Records shown:
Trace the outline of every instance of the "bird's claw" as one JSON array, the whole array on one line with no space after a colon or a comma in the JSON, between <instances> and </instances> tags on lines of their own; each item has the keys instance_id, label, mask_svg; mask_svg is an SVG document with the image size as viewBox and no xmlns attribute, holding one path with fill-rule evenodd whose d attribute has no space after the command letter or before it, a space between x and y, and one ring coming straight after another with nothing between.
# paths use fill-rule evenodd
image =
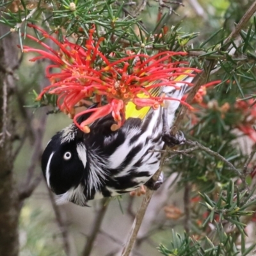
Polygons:
<instances>
[{"instance_id":1,"label":"bird's claw","mask_svg":"<svg viewBox=\"0 0 256 256\"><path fill-rule=\"evenodd\" d=\"M150 190L157 190L163 184L163 182L164 175L163 172L161 172L157 180L154 181L152 178L150 178L144 185Z\"/></svg>"}]
</instances>

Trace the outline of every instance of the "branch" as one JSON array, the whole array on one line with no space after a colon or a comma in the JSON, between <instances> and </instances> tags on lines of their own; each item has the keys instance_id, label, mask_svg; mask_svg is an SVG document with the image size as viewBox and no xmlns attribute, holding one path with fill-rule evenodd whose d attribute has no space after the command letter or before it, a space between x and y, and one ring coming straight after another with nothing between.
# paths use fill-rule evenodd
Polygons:
<instances>
[{"instance_id":1,"label":"branch","mask_svg":"<svg viewBox=\"0 0 256 256\"><path fill-rule=\"evenodd\" d=\"M67 225L67 221L63 217L63 211L61 211L60 207L56 205L53 193L47 186L47 191L49 196L50 198L51 203L55 213L56 220L58 225L59 226L60 230L61 233L62 239L63 241L63 248L67 256L71 256L70 254L70 246L68 240L68 232Z\"/></svg>"},{"instance_id":2,"label":"branch","mask_svg":"<svg viewBox=\"0 0 256 256\"><path fill-rule=\"evenodd\" d=\"M255 11L256 11L256 1L255 1L254 3L253 3L253 4L248 9L248 10L244 14L244 15L242 17L236 29L230 33L229 36L227 38L227 40L225 40L226 43L231 44L230 41L231 39L234 38L237 35L239 34L243 26L247 23L248 20L249 20L249 19L253 15L253 14ZM196 82L195 85L193 86L193 89L189 92L187 97L186 99L187 103L189 104L192 102L193 99L194 98L196 92L200 88L201 85L203 84L207 80L209 74L210 74L211 70L214 67L215 64L216 64L216 61L210 61L207 67L205 68L204 72L203 72L200 74L200 76L197 77L197 81ZM182 121L184 120L187 108L188 108L185 105L182 106L180 111L178 114L178 116L173 125L172 129L172 134L175 134L177 133ZM164 147L163 149L164 150L165 149ZM209 148L208 148L208 150L209 150L208 152L212 152L212 150L211 150ZM166 156L166 152L163 153L161 159L160 168L152 177L154 180L157 180L158 179L158 177L162 170L162 166L163 163L164 162L164 159L165 158L165 156ZM222 157L222 158L223 158L222 161L225 161L225 163L228 162L224 157ZM236 169L230 163L228 162L228 164L230 167L231 167L232 165L233 170L235 171L237 174L239 174L239 177L241 177L241 173L237 169ZM132 229L130 231L130 234L128 236L127 242L125 244L123 252L122 253L122 256L129 256L130 255L130 253L132 249L135 240L136 239L140 227L141 225L142 220L143 219L147 206L149 202L150 202L152 195L153 195L153 191L149 189L147 190L146 195L143 198L141 205L136 215L135 220L134 221L132 227Z\"/></svg>"},{"instance_id":3,"label":"branch","mask_svg":"<svg viewBox=\"0 0 256 256\"><path fill-rule=\"evenodd\" d=\"M101 207L99 210L94 220L93 226L92 228L91 233L88 236L87 242L82 253L82 256L88 256L92 252L94 241L97 237L97 235L100 232L101 223L102 223L108 209L108 198L104 198L102 201Z\"/></svg>"},{"instance_id":4,"label":"branch","mask_svg":"<svg viewBox=\"0 0 256 256\"><path fill-rule=\"evenodd\" d=\"M185 189L183 196L184 204L184 229L187 234L189 234L190 230L190 193L191 185L189 182L185 184Z\"/></svg>"},{"instance_id":5,"label":"branch","mask_svg":"<svg viewBox=\"0 0 256 256\"><path fill-rule=\"evenodd\" d=\"M191 140L188 140L186 141L186 143L190 145L193 147L195 147L195 148L197 147L198 149L202 149L202 150L207 152L209 155L211 155L216 158L218 158L220 160L224 162L227 166L230 167L230 168L233 170L236 174L239 176L241 179L243 179L243 175L241 173L241 172L237 170L230 161L227 160L224 157L223 157L220 154L212 151L210 148L203 146L202 144L200 144L199 142L197 141L192 141Z\"/></svg>"}]
</instances>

Written instruction: Select each line of the rows above that contains the string "lines". Treat uppercase and lowercase letters as different.

Written solution:
Trace the outline of every instance of the "bird's claw" as one JSON array, the whole array on one line with no space after a colon or a comma in the JSON, between <instances> and </instances> tags on lines of their own; each item has the keys instance_id, label, mask_svg; mask_svg is an SVG document with the image size as viewBox and no xmlns attribute, holding one path with fill-rule evenodd whose d attribute has no space after the command letter or before it, a space between x and y, and one ring coming straight after another with nothing between.
Trace the outline of every instance of the "branch" as one JSON array, the whole array on one line with no space after a colon or a comma in the JSON, between <instances> and </instances> tags on lines of their own; each item has the keys instance_id, label, mask_svg; mask_svg is an SVG document with the image size as viewBox and no xmlns attribute, holding one path with fill-rule evenodd whose d attribute has no space after the command letter or before it, a space between x and y, and one ring coming straight after another with nothing between.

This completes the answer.